[Object point labels]

>> start

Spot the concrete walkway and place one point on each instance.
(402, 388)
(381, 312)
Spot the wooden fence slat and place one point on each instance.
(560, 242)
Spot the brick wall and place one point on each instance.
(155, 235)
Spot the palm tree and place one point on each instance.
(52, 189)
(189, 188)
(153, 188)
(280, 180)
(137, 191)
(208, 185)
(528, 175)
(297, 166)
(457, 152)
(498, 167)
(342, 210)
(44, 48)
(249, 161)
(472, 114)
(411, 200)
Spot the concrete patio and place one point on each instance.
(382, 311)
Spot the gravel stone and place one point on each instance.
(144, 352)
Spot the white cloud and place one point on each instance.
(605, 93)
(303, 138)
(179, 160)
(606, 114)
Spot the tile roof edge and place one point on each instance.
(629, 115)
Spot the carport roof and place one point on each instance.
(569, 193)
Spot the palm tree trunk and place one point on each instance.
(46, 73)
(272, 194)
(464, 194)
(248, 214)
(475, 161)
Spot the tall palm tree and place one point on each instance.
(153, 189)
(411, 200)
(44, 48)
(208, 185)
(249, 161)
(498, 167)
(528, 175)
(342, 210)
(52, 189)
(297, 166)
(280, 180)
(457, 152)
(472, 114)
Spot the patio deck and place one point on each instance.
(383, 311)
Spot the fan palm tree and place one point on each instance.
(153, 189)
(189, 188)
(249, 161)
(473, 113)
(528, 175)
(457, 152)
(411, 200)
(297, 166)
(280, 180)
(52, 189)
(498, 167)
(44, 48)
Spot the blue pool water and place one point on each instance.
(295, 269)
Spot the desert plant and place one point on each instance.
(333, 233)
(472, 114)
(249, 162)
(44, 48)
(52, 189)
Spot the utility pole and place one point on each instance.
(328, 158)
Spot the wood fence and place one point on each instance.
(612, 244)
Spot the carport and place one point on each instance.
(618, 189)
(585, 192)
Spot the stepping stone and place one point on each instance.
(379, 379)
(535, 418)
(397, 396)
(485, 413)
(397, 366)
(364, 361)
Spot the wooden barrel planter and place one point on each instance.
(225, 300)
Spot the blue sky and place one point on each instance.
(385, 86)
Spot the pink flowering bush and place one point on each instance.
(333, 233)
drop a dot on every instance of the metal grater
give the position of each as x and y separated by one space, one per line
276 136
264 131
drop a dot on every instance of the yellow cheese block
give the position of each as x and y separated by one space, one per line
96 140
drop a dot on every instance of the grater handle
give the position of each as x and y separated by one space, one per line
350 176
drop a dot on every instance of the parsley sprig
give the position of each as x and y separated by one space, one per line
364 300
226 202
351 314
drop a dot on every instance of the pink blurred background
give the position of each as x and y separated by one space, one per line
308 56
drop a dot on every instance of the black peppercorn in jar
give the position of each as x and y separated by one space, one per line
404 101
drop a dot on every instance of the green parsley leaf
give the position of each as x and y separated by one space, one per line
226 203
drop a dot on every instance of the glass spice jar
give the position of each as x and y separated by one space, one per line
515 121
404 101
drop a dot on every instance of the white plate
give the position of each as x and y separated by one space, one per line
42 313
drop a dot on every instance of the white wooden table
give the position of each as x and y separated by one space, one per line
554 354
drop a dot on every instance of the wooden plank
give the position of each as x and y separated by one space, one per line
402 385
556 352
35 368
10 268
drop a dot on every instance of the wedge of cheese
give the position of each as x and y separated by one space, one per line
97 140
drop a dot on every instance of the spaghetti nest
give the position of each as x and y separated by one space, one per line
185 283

>> end

- _Job_: Write all of the records out again exactly.

- _Written solution_:
Spot the concrete walkway and place one point on each instance.
(402, 388)
(381, 312)
Spot the wooden fence slat and place one point on each instance.
(560, 242)
Spot the brick wall and place one point on each instance.
(155, 235)
Spot the palm tree and place one point on each instance.
(52, 189)
(189, 188)
(153, 188)
(280, 180)
(137, 191)
(208, 185)
(528, 175)
(297, 166)
(457, 152)
(498, 167)
(342, 210)
(44, 48)
(249, 161)
(472, 114)
(411, 200)
Spot the concrete patio and place one point on each instance.
(382, 311)
Spot the gravel stone and place one point on each instance.
(144, 352)
Spot the white cloud and place one point on each instance.
(605, 93)
(303, 138)
(179, 160)
(606, 114)
Spot the tile roof edge and place one point on each instance.
(629, 115)
Spot the carport roof and place one point on each instance.
(569, 193)
Spot the palm tree trunk and place one point on each instance.
(46, 73)
(272, 194)
(464, 194)
(248, 214)
(475, 161)
Spot the tall palm tree and place one point on each instance.
(153, 189)
(411, 200)
(44, 48)
(208, 185)
(249, 161)
(498, 167)
(528, 175)
(342, 210)
(52, 189)
(297, 166)
(280, 180)
(457, 152)
(472, 114)
Spot the patio deck and place one point on each instance.
(383, 311)
Spot the fan palm tree and place one point on each instance.
(153, 189)
(189, 188)
(249, 161)
(473, 113)
(528, 175)
(457, 152)
(411, 200)
(297, 166)
(280, 180)
(52, 189)
(498, 167)
(44, 48)
Spot the blue pool water and place one point on each instance.
(295, 269)
Spot the desert plant and place one point on each instance.
(333, 233)
(472, 114)
(249, 162)
(44, 48)
(52, 189)
Spot the utility pole and place one point on each instance.
(328, 158)
Spot the wood fence and place one point on each instance.
(612, 244)
Spot the carport and place one point on each instance.
(618, 189)
(585, 192)
Spot the stepping stone and place one point on each instance.
(379, 379)
(535, 418)
(397, 396)
(485, 413)
(397, 366)
(364, 361)
Spot the wooden barrel planter and place one point on each instance.
(225, 300)
Spot the blue sky and place one point on each instance.
(385, 86)
Spot the pink flowering bush and place one point on each instance.
(333, 233)
drop a dot on every instance of the metal grater
give the position of each as x and y separated by one space, one per line
276 136
264 131
drop a dot on every instance of the yellow cheese block
give the position of each as x and y separated by one space, one per line
96 140
drop a dot on every instance of the grater handle
give the position of each as x and y separated by one space, one per line
350 176
drop a dot on every instance of the parsley sprig
give the position of each as x and y separated by one space, one per line
364 300
226 202
351 314
drop a dot on every instance of the pink blurred background
give the position of each as x and y separated by one space, one per line
308 56
drop a dot on every instance of the black peppercorn in jar
give the position of each as x and y separated by one space, one per line
404 101
drop a dot on every instance of the green parsley leaf
give the position of each as x and y separated by one space, one per line
226 203
drop a dot on every instance of the glass spice jar
give the position of each as x and y separated by one space, one per line
515 121
404 101
drop a dot on every instance of the white plate
give the position of each as x and y separated by one space, one per line
42 313
drop a dot on every instance of the white wooden table
give the position of each as x and y separated by one space, one per line
554 354
drop a dot on every instance of the wooden plank
give the position of each as x and y separated by one space, one per line
402 385
556 352
35 368
10 268
drop a dot on every instance of the wedge of cheese
give the position of each as x and y separated by one space, one per line
97 140
drop a dot on every instance of the spaghetti nest
give the position of each as x and y separated by one space, one per line
185 283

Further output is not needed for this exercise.